(Text excerpt Opens)

WEIRDLAND: Frank Sinatra, an 18-karat manic-depressive superstar with self-help philosophy

Tuesday, July 19, 2011

Frank Sinatra, an 18-karat manic-depressive superstar with self-help philosophy

Jimmy Van Heusen with Frank Sinatra

"Accordingly, while Frank Sinatra got dressed in the hospital room, shooting his cuffs to cover the bandages (the doctor had just walked out, shaking his head, after warning Sinatra that he was leaving against Medical Advice), Jimmy Van Heusen looked his friend in the eye and told him he had to have a word with him. The two men looked at each other in the mirror as Frank looped his tie. And Jimmy, his voice serious, told Frank that he had to see a headshrinker when he got back to Los Angeles". -"Frank: The Voice" by James Kaplan

''Being an 18-karat manic-depressive, and having lived a life of violent emotional contradictions, I have an overacute capacity for sadness as well as elation''. ''Whatever else has been said about me personally is unimportant. When I sing, I believe, I'm honest'' -Frank Sinatra.

(Text excerpt Closes)
(Supplied information Opens)

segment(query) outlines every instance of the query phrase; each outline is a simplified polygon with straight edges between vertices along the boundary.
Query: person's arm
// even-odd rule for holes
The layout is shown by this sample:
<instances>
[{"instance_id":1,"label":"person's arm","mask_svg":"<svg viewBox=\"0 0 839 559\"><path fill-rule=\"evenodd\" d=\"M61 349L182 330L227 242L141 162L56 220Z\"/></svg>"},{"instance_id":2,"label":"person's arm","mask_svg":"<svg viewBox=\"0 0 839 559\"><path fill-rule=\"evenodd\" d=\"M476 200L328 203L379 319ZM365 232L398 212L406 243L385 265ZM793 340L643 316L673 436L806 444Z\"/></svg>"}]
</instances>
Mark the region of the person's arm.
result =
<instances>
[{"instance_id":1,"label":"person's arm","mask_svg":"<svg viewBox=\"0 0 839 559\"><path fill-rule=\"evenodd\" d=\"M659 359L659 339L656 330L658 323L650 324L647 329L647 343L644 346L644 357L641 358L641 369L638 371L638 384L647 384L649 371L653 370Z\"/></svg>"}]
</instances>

(Supplied information Closes)

**Aim of the task**
In the text about Frank Sinatra, what did Jimmy Van Heusen tell Sinatra he had to do when he got back to Los Angeles? Please answer in one sentence. This material has no connection to the text about Frank Sinatra.

**Written solution**
Jimmy Van Heusen told Sinatra he had to see a headshrinker when he got back to Los Angeles.